Exercise prompt:
Write out only the lines from the line containing "Can you see the green stem?" to the end of the listing below, both included, exactly as they stand. Drop the pictures.

Excerpted records:
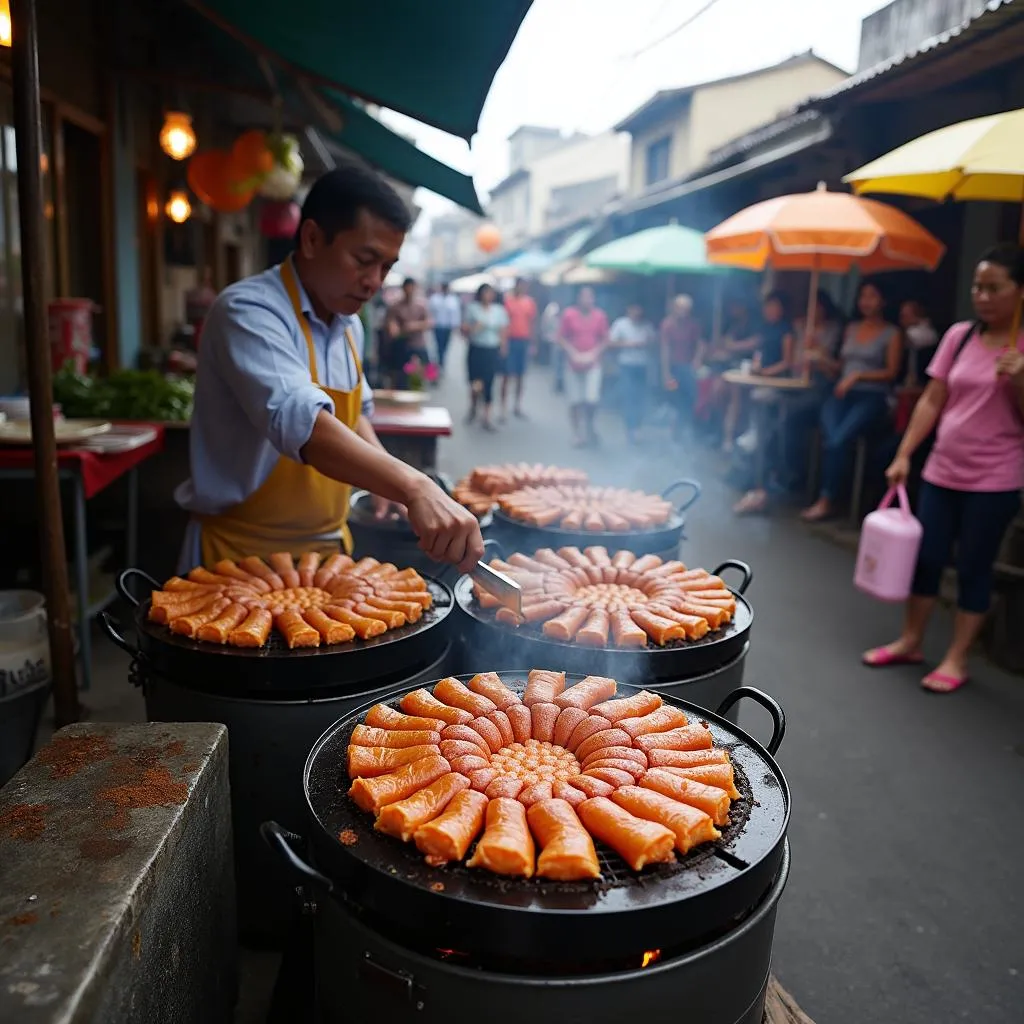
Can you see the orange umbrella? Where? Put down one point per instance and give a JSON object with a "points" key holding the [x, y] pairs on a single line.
{"points": [[823, 230]]}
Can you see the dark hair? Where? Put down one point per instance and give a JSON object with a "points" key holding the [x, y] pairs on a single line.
{"points": [[336, 198], [781, 299], [1010, 256]]}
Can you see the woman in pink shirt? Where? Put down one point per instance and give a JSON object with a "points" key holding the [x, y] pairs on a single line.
{"points": [[973, 477]]}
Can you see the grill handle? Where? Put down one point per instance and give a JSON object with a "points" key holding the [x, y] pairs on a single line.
{"points": [[770, 705], [122, 585], [281, 840], [735, 563], [692, 484], [115, 635]]}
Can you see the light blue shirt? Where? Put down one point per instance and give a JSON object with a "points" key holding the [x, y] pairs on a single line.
{"points": [[255, 398]]}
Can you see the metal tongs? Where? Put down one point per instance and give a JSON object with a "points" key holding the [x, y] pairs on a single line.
{"points": [[500, 586]]}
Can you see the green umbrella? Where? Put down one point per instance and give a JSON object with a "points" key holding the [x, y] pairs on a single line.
{"points": [[669, 249]]}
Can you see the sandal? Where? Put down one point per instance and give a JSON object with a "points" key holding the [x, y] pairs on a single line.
{"points": [[886, 657], [942, 682]]}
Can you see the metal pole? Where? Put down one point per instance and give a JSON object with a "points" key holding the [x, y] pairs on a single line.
{"points": [[28, 141]]}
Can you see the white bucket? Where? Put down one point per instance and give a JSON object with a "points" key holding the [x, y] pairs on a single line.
{"points": [[25, 649]]}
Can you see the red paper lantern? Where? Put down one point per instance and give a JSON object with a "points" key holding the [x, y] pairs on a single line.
{"points": [[280, 220], [213, 178], [488, 238]]}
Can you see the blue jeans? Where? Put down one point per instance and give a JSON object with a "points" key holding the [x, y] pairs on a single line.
{"points": [[975, 521], [843, 422]]}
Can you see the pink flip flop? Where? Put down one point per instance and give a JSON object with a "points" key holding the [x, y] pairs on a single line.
{"points": [[883, 657], [941, 682]]}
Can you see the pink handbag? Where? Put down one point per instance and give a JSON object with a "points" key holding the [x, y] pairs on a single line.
{"points": [[890, 540]]}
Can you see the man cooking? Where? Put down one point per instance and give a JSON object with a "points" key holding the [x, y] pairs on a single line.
{"points": [[281, 427]]}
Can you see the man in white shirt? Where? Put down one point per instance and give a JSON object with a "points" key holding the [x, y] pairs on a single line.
{"points": [[445, 311]]}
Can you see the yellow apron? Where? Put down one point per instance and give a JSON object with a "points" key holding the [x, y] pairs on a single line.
{"points": [[297, 506]]}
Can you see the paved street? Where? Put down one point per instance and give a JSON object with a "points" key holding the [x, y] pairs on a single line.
{"points": [[905, 897]]}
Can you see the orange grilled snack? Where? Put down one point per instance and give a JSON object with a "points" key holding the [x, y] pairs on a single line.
{"points": [[403, 817], [373, 794], [566, 849], [506, 846], [689, 825], [449, 836], [637, 841], [368, 762], [309, 603]]}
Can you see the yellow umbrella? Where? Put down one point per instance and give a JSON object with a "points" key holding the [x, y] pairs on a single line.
{"points": [[978, 159], [981, 159]]}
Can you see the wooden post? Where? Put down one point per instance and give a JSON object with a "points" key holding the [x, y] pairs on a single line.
{"points": [[28, 140]]}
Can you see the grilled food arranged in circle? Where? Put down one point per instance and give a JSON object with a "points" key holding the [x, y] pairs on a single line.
{"points": [[595, 599], [308, 602], [614, 510], [479, 489], [535, 779]]}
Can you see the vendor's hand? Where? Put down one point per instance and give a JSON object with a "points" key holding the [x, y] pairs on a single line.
{"points": [[386, 509], [898, 471], [448, 531], [1011, 364], [843, 387]]}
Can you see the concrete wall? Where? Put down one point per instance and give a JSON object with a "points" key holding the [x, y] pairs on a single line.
{"points": [[675, 125], [905, 24], [720, 113], [604, 156]]}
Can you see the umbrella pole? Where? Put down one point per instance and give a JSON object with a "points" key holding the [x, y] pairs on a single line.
{"points": [[812, 311], [28, 143]]}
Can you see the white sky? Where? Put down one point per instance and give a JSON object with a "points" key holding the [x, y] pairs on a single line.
{"points": [[572, 66]]}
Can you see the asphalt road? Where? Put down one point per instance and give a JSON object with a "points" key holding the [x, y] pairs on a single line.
{"points": [[905, 900]]}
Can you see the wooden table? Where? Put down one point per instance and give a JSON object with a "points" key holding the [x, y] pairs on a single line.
{"points": [[88, 473], [411, 432], [782, 385]]}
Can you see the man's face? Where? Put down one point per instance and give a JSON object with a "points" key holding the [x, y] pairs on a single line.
{"points": [[349, 270]]}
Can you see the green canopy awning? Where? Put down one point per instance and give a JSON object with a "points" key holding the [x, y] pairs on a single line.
{"points": [[669, 249], [434, 61], [395, 156]]}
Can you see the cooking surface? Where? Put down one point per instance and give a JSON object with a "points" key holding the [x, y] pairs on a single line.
{"points": [[276, 646], [756, 826], [740, 623]]}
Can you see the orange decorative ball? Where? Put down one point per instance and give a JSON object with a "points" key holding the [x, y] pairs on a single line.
{"points": [[488, 238]]}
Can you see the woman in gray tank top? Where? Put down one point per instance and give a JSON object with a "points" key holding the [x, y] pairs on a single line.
{"points": [[868, 363]]}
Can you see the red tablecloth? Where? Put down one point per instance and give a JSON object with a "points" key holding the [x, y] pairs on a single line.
{"points": [[97, 471]]}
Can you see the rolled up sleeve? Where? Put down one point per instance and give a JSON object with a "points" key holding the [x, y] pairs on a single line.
{"points": [[266, 372]]}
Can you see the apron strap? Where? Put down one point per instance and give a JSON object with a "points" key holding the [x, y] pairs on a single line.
{"points": [[291, 282]]}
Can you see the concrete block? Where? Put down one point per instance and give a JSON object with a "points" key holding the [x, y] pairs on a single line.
{"points": [[117, 895]]}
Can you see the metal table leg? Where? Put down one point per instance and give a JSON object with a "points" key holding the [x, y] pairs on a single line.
{"points": [[82, 580], [131, 542]]}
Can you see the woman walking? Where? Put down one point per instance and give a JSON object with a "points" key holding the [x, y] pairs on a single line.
{"points": [[486, 329], [869, 361], [973, 478]]}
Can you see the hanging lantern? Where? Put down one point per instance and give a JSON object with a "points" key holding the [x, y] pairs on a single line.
{"points": [[178, 208], [488, 238], [280, 220], [177, 138]]}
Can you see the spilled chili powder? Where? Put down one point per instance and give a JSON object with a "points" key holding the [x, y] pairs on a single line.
{"points": [[24, 821], [67, 756]]}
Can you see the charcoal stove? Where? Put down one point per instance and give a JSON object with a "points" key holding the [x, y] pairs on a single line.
{"points": [[274, 702], [396, 939], [663, 540], [700, 671]]}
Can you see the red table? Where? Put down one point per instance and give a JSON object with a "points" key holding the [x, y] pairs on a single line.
{"points": [[411, 432], [88, 473]]}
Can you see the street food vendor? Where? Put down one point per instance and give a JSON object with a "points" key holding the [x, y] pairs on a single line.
{"points": [[281, 429]]}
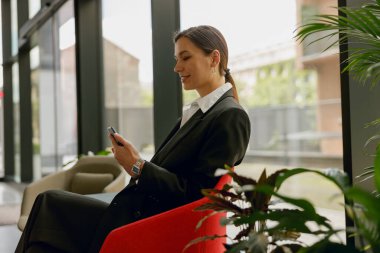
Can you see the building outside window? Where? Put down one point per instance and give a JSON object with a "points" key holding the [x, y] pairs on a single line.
{"points": [[54, 100], [128, 71]]}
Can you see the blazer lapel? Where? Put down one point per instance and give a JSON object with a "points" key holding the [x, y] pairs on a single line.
{"points": [[176, 135], [181, 133]]}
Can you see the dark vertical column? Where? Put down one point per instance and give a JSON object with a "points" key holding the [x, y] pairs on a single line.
{"points": [[26, 132], [8, 154], [167, 88], [89, 65], [360, 105]]}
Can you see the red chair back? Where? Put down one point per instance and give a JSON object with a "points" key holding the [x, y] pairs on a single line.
{"points": [[170, 232]]}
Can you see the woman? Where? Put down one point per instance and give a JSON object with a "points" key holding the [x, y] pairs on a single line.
{"points": [[214, 131]]}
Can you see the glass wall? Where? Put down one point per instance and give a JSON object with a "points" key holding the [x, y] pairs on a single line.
{"points": [[54, 107], [14, 27], [34, 7], [16, 118], [292, 95], [1, 106], [127, 47]]}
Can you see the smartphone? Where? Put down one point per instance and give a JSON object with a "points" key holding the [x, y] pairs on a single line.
{"points": [[112, 131]]}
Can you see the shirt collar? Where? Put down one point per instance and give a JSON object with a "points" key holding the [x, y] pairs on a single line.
{"points": [[206, 102]]}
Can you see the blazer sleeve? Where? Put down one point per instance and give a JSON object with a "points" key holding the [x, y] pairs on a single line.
{"points": [[226, 142]]}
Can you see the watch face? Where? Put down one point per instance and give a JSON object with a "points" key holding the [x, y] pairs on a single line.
{"points": [[135, 170]]}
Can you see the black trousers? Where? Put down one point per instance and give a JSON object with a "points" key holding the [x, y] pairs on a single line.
{"points": [[63, 222]]}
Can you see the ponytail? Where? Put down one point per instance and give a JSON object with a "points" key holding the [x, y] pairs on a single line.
{"points": [[230, 80]]}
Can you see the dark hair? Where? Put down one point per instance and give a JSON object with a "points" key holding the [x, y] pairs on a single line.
{"points": [[208, 38]]}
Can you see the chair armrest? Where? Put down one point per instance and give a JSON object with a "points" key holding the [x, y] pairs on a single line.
{"points": [[166, 232], [52, 181], [118, 184]]}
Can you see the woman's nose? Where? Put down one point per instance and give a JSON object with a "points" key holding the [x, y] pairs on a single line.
{"points": [[177, 67]]}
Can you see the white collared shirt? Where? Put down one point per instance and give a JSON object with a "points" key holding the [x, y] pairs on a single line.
{"points": [[204, 103]]}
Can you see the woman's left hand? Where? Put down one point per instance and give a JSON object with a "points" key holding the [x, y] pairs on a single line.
{"points": [[127, 155]]}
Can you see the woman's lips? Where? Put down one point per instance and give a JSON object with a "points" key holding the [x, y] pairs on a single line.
{"points": [[184, 78]]}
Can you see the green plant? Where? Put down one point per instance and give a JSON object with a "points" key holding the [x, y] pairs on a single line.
{"points": [[265, 228], [360, 27]]}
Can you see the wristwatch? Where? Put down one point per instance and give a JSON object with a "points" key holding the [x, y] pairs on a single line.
{"points": [[136, 168]]}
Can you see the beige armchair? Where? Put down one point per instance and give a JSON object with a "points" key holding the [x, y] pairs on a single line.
{"points": [[90, 175]]}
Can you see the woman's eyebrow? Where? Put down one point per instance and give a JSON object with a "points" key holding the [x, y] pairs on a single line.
{"points": [[181, 53]]}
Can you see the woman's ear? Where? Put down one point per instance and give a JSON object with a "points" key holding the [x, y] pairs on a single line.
{"points": [[215, 58]]}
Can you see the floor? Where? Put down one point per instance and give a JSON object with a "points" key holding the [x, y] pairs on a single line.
{"points": [[308, 186], [10, 194]]}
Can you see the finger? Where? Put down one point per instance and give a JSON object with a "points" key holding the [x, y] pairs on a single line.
{"points": [[113, 141]]}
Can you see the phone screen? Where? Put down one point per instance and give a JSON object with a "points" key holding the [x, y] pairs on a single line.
{"points": [[112, 131]]}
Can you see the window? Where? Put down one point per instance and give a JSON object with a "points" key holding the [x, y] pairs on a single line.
{"points": [[53, 91], [128, 71]]}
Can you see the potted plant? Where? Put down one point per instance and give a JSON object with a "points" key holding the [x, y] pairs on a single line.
{"points": [[265, 228]]}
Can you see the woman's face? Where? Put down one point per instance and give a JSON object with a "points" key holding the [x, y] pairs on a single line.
{"points": [[193, 66]]}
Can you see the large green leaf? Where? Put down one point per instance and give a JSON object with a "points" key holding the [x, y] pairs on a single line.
{"points": [[362, 27]]}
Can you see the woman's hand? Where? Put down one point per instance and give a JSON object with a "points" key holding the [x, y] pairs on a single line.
{"points": [[127, 155]]}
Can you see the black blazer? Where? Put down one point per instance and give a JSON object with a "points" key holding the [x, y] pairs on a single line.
{"points": [[184, 164]]}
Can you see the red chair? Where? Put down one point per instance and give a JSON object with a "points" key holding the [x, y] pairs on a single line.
{"points": [[170, 232]]}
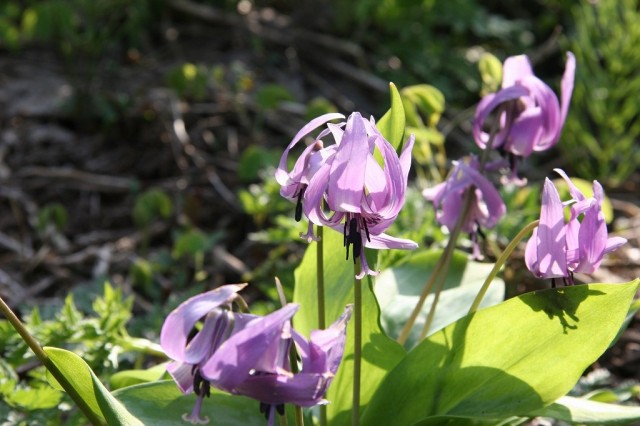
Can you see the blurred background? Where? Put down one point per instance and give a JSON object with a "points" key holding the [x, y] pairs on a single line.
{"points": [[138, 139]]}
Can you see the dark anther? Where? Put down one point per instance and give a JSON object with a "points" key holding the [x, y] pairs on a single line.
{"points": [[299, 204], [353, 238], [480, 232], [266, 409]]}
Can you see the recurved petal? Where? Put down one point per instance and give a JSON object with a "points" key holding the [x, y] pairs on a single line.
{"points": [[526, 132], [347, 175], [235, 359], [282, 176], [566, 87], [552, 261], [514, 69], [301, 389], [326, 347], [180, 322]]}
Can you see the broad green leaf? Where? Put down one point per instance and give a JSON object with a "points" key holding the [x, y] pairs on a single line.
{"points": [[86, 384], [126, 378], [380, 354], [398, 290], [490, 69], [392, 123], [506, 360], [162, 403], [470, 421], [584, 411], [586, 188], [426, 100]]}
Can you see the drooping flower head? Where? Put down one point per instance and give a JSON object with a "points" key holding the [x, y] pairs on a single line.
{"points": [[248, 355], [531, 117], [343, 186], [557, 249], [486, 209]]}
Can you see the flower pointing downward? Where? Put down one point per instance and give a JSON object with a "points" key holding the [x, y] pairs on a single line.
{"points": [[343, 186], [247, 354], [558, 249]]}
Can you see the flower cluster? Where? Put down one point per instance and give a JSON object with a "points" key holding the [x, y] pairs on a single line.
{"points": [[486, 207], [530, 116], [558, 249], [247, 354], [343, 186]]}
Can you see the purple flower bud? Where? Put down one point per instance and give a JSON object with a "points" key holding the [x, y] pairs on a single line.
{"points": [[247, 354], [557, 249]]}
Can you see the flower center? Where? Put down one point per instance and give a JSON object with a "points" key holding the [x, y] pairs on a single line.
{"points": [[353, 226]]}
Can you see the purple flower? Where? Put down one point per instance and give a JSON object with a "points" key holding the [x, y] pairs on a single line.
{"points": [[531, 118], [343, 186], [558, 249], [248, 355], [487, 207]]}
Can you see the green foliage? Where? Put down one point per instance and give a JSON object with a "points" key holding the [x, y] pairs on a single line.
{"points": [[86, 384], [162, 403], [392, 124], [101, 340], [423, 107], [151, 205], [490, 69], [398, 288], [488, 364], [52, 215], [318, 106], [601, 135]]}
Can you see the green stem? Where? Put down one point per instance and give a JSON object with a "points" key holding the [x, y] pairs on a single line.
{"points": [[357, 344], [501, 261], [320, 297], [49, 365], [436, 299]]}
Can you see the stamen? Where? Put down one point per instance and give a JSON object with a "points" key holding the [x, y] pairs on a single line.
{"points": [[298, 215]]}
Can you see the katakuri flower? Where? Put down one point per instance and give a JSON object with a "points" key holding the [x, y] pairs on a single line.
{"points": [[248, 355], [343, 186], [557, 249], [531, 117], [486, 207]]}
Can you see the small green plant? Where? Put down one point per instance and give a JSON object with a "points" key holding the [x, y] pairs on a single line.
{"points": [[603, 127]]}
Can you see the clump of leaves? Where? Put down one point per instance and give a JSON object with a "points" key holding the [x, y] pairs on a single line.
{"points": [[99, 338]]}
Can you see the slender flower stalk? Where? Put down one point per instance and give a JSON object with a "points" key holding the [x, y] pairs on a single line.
{"points": [[557, 249], [530, 115], [320, 304], [343, 186], [247, 354], [49, 364], [500, 262], [357, 345]]}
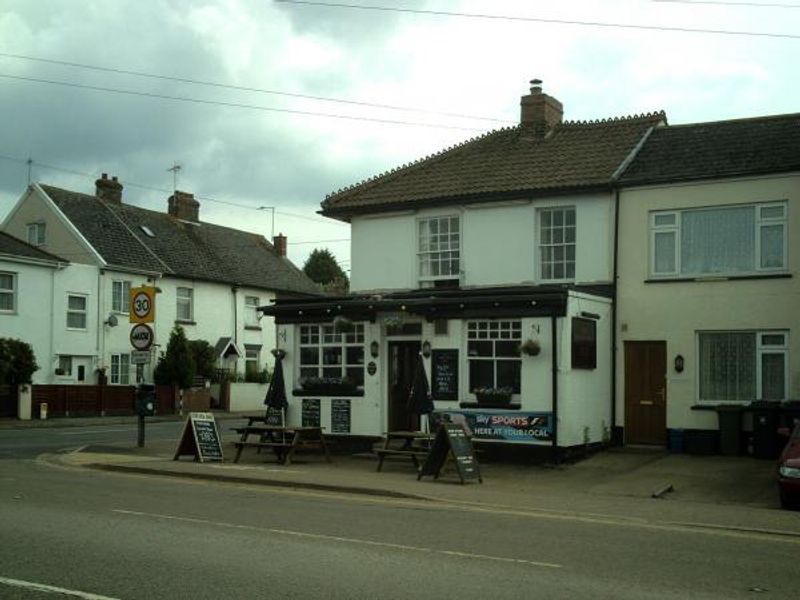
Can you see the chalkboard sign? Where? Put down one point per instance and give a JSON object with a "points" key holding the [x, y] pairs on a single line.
{"points": [[340, 415], [311, 412], [451, 440], [444, 374], [273, 417], [200, 438]]}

Output below:
Can you see the green stem? Where? Put down one point per instance and give a JSON object with a "points" key holding the [x, y] pairs on a single line.
{"points": [[357, 344], [501, 261], [320, 297], [49, 365], [436, 299]]}
Can you see the stamen? Where? Put down one point per instance and give a JSON object with a "points" key holding the [x, y] pairs on a single line.
{"points": [[298, 215]]}
Can you see the katakuri flower? Where? Put down one point per instance and give a JSON object with a "points" key holding the [x, y] pairs on a single line.
{"points": [[248, 355], [343, 186], [557, 249], [531, 117], [486, 207]]}
Can you see the small green plant? Where? Put down one point per instance and give a JSON object with a "points" key holding the [x, y] pairs on a single line.
{"points": [[603, 127]]}
Can you see the clump of leaves? Where? Put down one point per instance and give a JSON object with a "points" key holding the [x, y] pairs on a single line.
{"points": [[99, 338]]}
Can you see the slender flower stalk? Where? Put down one point per instance and give a JSON object with a "points" key holding the [x, y] pairs on a single line.
{"points": [[557, 249], [530, 115], [320, 304], [343, 186], [247, 354], [49, 364], [500, 262], [357, 345]]}
Can you see the chalkboard sign? Where? Put down one point per instance and give a JSON object with a "points" key holding the [x, y] pairs on a single line.
{"points": [[340, 415], [311, 412], [451, 440], [444, 374], [273, 417], [200, 438]]}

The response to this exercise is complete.